**Task description**
Convert each entry below into a row of a two-column CSV with the header entry,answer. Put the entry's full text in the first quoted field and its answer in the second, with line breaks replaced by spaces.

_ _ _ _

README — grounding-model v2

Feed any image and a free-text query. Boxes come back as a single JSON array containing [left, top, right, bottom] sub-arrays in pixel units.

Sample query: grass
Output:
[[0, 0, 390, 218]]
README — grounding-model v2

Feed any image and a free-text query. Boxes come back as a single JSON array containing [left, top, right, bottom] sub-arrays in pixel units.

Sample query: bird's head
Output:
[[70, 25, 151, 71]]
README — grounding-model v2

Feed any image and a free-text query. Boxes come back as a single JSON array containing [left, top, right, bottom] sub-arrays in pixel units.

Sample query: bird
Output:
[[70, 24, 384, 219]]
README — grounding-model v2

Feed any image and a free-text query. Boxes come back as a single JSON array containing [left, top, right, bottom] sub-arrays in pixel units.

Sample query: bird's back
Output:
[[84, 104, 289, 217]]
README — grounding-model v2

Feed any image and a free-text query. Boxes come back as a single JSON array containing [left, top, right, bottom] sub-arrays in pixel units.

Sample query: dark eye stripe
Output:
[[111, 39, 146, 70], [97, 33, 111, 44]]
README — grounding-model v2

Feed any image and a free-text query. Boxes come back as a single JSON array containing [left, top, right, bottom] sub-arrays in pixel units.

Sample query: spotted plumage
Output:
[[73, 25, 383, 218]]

_ _ _ _

**Completed exercise**
entry,answer
"README — grounding-model v2 Feed any image and a free-text query. Boxes come back as a single JSON array containing [left, top, right, bottom] sub-arrays in pixel units. Sample query: grass Output:","[[0, 0, 390, 218]]"
"README — grounding-model v2 Feed any image and a free-text query. Boxes come back as a single JSON array containing [left, top, right, bottom] sub-arrays in pixel units. Sample query: bird's head Output:","[[70, 25, 151, 71]]"
"README — grounding-model v2 Feed any image and a free-text query. Boxes come back as a single JSON array containing [left, top, right, bottom] sub-arrays in pixel units. Sample query: bird Output:","[[70, 24, 384, 219]]"
"README — grounding-model v2 Feed any image and a free-text query. Boxes come back as a single JSON array containing [left, top, right, bottom] sub-arrays in pixel units. Sample query: bird's back Output:","[[84, 104, 289, 217]]"
"README — grounding-model v2 Feed any image and a free-text query. Boxes come back as a single JSON array containing [left, top, right, bottom] sub-arrays in pixel units. Sample query: dark eye stripe Output:","[[111, 39, 146, 70], [97, 33, 111, 44]]"
"README — grounding-model v2 Feed any image and a free-text query. Boxes come back as a single JSON array containing [left, top, right, bottom] sub-arrays in pixel units. Sample query: spotted plumage Output:","[[73, 25, 383, 218]]"